▸ EXCERPT TO READ:
* start *
- Logo of Derana Dream Star season 10 in 2021
- Created by: TV Derana
- Based on: Music
- Directed by: Sharmila Dharmarasa
- Judges: Keerthi Pasquel Samitha Mudunkotuwa Nadeeka Guruge Indrachapa Liyanage
- Theme music composer: TV Derana
- Country of origin: Sri Lanka
- Original language: Sinhala
- No. of seasons: 12

Production
- Producers: Kelum Darshana Krishanthi Rajika
- Production locations: Colombo, Sri Lanka
- Running time: 1h 30m

Original release
- Network: TV Derana
- Release: 2008 – present

= Derana Dream Star =

Sri Lankan reality series

Derana Dream Star is a Sri Lankan reality television series by television channel TV Derana. Dream Star first season was started in 2008 as the first season of Derana Dream Star. By 2026 TV Derana has presented over 12 seasons of Dream Star since the beginning of 2008. The program name means "Way to be a star". Program is presenting in TV Derana Dream Star studio in Colombo, Sri Lanka. From season one to nine, the winner was elected by the SMS votes cast by the people and the program wasn't live, since season ten, the program has been turned into a live reality program, the winner is elected by the majority of people votes cast through the online. (Note: TV Derana released DERANA REALITY APP to vote online through the online app.)

In 2012 Derana Dream Star season IV was held and announced the new theme song of "Udawediya Male" (Raween Kanishka), on behalf of the Dream Star season IV. (Note: Udawediya Male is a song by Raween Kanishka, Sasindu Wijesiri and Sithum Nimantha in Dream Star season IV.) from the season I to IX the program was judged by three judges, but since the season X, four judges have been introduced to the board. Keerthi Pasquel, Samitha Mudunkotuwa, Indrachapa Liyanage and Nadeeka Guruge have been representing the present judge board since 2024. The program includes workshops for the competitors in the program.

Dream Star is presenting few rounds to elect to the grand finale. Udesh Indula, Upekha Nirmani, Keshan Shashindra, Sasindu Wijesiri, M.G Danushka, Janith Iddamalgoda, Suneera Sumanga, Thanura Madugeeth Dissanayake, Falan Andrea, Dulanga Sampath, Anjali Herath and Janani Imathma listed in order as the winners from season I to XII. (Note: Upekha Nirmani won the first place in Dream Star season I as the very first female winner in Dream Star history)
* end *
▸ SHORT TASK A: Select each line of the rows that contains the string "droplet".
The rows below bear no relation to the Derana Dream Star text.

Dataset records:
* start *
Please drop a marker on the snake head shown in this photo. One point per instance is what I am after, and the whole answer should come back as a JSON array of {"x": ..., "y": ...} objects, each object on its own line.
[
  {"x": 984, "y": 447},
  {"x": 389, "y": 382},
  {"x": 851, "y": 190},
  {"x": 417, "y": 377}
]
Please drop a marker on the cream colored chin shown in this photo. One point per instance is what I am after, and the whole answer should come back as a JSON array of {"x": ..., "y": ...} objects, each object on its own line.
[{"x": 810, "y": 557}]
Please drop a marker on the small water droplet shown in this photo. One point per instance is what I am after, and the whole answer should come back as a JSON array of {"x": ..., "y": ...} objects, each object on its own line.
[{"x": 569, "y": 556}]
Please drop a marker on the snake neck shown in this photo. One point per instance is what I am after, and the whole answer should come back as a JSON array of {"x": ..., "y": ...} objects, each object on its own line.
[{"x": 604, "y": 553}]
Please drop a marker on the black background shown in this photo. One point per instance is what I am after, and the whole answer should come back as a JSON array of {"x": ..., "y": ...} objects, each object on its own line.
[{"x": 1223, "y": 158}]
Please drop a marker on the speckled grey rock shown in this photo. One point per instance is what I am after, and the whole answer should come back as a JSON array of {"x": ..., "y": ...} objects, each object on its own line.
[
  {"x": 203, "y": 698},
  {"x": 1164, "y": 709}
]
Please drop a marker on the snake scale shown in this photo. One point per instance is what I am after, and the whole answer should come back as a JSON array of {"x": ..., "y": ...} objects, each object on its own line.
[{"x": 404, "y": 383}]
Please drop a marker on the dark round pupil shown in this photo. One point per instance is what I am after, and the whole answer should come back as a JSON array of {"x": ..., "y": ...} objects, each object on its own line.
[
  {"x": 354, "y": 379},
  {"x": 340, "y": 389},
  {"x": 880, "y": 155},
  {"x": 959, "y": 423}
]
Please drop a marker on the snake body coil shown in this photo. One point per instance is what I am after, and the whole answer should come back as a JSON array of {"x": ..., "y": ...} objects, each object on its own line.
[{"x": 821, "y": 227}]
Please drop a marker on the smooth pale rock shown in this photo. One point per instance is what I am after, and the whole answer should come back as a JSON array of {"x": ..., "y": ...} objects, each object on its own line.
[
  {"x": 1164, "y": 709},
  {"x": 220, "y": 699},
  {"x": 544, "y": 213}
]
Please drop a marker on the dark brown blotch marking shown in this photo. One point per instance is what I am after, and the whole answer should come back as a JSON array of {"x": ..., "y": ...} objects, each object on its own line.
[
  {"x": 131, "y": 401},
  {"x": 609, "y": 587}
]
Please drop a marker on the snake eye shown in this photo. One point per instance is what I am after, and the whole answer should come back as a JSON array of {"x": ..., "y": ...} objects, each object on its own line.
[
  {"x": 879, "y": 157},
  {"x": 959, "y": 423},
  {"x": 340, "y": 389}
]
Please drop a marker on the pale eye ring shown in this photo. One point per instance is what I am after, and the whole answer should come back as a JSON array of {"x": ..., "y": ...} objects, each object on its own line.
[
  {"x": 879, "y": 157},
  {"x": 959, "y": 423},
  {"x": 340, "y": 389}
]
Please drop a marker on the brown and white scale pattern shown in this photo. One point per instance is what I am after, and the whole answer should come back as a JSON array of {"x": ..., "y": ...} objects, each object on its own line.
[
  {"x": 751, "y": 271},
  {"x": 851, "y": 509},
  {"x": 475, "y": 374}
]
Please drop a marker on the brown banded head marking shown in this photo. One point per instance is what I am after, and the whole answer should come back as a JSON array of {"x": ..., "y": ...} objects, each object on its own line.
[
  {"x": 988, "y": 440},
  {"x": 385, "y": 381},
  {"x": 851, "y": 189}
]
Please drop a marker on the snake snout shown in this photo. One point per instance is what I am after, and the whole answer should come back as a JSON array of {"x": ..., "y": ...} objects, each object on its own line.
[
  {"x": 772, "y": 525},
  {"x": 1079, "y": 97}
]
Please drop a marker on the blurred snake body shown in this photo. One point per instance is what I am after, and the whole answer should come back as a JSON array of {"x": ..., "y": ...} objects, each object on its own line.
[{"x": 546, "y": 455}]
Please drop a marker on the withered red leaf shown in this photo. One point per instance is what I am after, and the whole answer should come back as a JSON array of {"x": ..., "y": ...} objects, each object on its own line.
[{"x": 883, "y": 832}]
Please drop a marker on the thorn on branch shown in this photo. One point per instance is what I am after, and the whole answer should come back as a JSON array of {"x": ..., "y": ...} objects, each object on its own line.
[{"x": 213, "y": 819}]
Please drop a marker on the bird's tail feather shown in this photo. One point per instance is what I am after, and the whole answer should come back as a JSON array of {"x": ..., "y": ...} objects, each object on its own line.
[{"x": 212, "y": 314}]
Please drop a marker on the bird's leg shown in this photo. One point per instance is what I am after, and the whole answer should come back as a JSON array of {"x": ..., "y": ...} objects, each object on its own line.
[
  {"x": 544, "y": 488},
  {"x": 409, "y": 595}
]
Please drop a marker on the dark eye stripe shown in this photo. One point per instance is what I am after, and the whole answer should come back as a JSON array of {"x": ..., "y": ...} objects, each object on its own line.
* end *
▸ SHORT TASK B: Reproduce the Derana Dream Star text from "In 2012 Derana" up to and including "in the program.", replacing "workshops" with "training sessions".

▸ SOLUTION A:
Please drop a marker on the small water droplet shown in this photo. One point per instance is what I am after, and the whole answer should come back as a JSON array of {"x": ..., "y": ...} objects, each object on its own line.

▸ SOLUTION B:
In 2012 Derana Dream Star season IV was held and announced the new theme song of "Udawediya Male" (Raween Kanishka), on behalf of the Dream Star season IV. (Note: Udawediya Male is a song by Raween Kanishka, Sasindu Wijesiri and Sithum Nimantha in Dream Star season IV.) from the season I to IX the program was judged by three judges, but since the season X, four judges have been introduced to the board. Keerthi Pasquel, Samitha Mudunkotuwa, Indrachapa Liyanage and Nadeeka Guruge have been representing the present judge board since 2024. The program includes training sessions for the competitors in the program.